Como todas todas las obras de este reconocido director, Muerte en Venecia tiene un transfondo mitologico, soterrado y sutilmente bosquejado entre la belleza elegante y refinada, entre los dialogos exquisitos, los extensos primeros planos de dureza implacable. Visconti siempre intentó recrear la idea más criptica de la palabra y la imagen a través de simbolos culturales perdurables, que se crean asi mismo a través de la paradoja desnuda de la comprensión. Por supuesto, tal recreación tenía un ingrediente personalista, aunque no complementamente individualista. Cada evocación pertenece de alguna manera al subconciente colectivo, al pensamiento anecdótico y estético más profundo y quizás más subconciente que anima a todo espiritu a buscar la belleza y la complejidad de la idea.

# Líneas de datos
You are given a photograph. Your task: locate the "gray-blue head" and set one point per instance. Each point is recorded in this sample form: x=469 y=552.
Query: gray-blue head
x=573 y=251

# Tareas
1 > Devuelve sin cambios la parte del fragmento sobre Muerte en Venecia que abre con las palabras que contienen "Como todas todas" y cierra con "de la idea.".
2 > Responde brevemente según el fragmento sobre Muerte en Venecia.
(a) ¿Cómo se apellida el director de la obra?
(b) ¿A través de qué intentó siempre ese director recrear la idea de la palabra y la imagen?
(c) ¿Cómo se describen los primeros planos?
3 > Enumera todo aquello entre lo que, según el fragmento sobre Muerte en Venecia, está bosquejado el trasfondo mitológico de la obra.

# Respuestas
1 >
Como todas todas las obras de este reconocido director, Muerte en Venecia tiene un transfondo mitologico, soterrado y sutilmente bosquejado entre la belleza elegante y refinada, entre los dialogos exquisitos, los extensos primeros planos de dureza implacable. Visconti siempre intentó recrear la idea más criptica de la palabra y la imagen a través de simbolos culturales perdurables, que se crean asi mismo a través de la paradoja desnuda de la comprensión. Por supuesto, tal recreación tenía un ingrediente personalista, aunque no complementamente individualista. Cada evocación pertenece de alguna manera al subconciente colectivo, al pensamiento anecdótico y estético más profundo y quizás más subconciente que anima a todo espiritu a buscar la belleza y la complejidad de la idea.

2 >
(a) Visconti.
(b) A través de símbolos culturales perdurables.
(c) Como extensos y de dureza implacable.

3 >
- La belleza elegante y refinada
- Los diálogos exquisitos
- Los extensos primeros planos de dureza implacable